#### Trecho da página:
==============================

Emerge da leitura dos Incisos I e II do § 1º do citado dispositivo a
exigência de previsibilidade de “prévia dotação orçamentária suficiente
para atender as projeções de despesa de pessoal e aos acréscimos dela
decorrentes” foi diretamente aviltado quando se constata que o
relatório do Tribunal de Contas do Estado (fls. 93) deduz “no PLOA
2011proposto pelo Governo do Estado inexiste suporte orçamentário para
o impacto orçamentário e financeiro decorrente das leis estaduais 9.245
e 9.246/10”Evidencia-se assim, que as citadas leis estaduais foram
editadas e aprovadas em frontal desrespeito ao requisito fundamental de
previsão da capacidade orçamentária e financeira para suportar o
impacto considerável das despesas com a remuneração das categorias
destinatárias e favorecidas.
Extrai-se, igualmente, do aludido dispositivo constitucional
inserido no Capítulo que disciplina as finanças públicas, das suas
normas gerais e do orçamento público, que a despesa com pessoal da
Administração Pública não poderá exceder os limites estabelecidos em
lei complementar.

==============================

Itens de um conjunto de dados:
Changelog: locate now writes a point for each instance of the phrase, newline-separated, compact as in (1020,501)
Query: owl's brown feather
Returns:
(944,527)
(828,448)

==============================

#### Enunciado da tarefa:
Prossiga o trecho sobre despesas com pessoal e orçamento público a partir da última frase apresentada. As linhas constituem material à parte, distinto do trecho sobre despesas com pessoal.

#### Resultado da tarefa:
Essa lei complementar reservada pela Constituição da República,
trata-se da Lei Complementar nº 101/2000 (Lei de Responsabilidade
Fiscal, que estabelece normas de finanças públicas voltadas para a
responsabilidade na gestão fiscal dos órgãos e Poderes Públicos de
todos os níveis da Administração Pública.E a Lei de Responsabilidade
Fiscal assim normatizou:
Art. 21. ...
Parágrafo único. TAMBÉM É NULO DE PLENO DIREITO O ATO QUE RESULTE
AUMENTO DE DESPESA COM PESSOAL EXPEDIDO NOS 180 (CENTO E OITENTA) DIAS
ANTERIORES AO FINAL DO MANDATO DO TITULAR DO RESPECTIVO PODER OU ÓRGÃO
REFERIDO NO ART. 20.”
Salta aos olhos que, a vedação de ato que compreende lei, decreto,
portaria ou resolução, instrumentos legais de manejo das atitudes e
decisões administrativas, nos últimos 180 (cento e oitenta) dias
anteriores ao final do mandato do titular de Poder, é declarado nulo
pela referida Lei Complementar à Constituição.
Aqui é importante tecer algumas referências a respeito da supremacia
da lei complementar sobre as leis ordinárias, especialmente quando
aquela decorre de autorização específica da Carta Magna.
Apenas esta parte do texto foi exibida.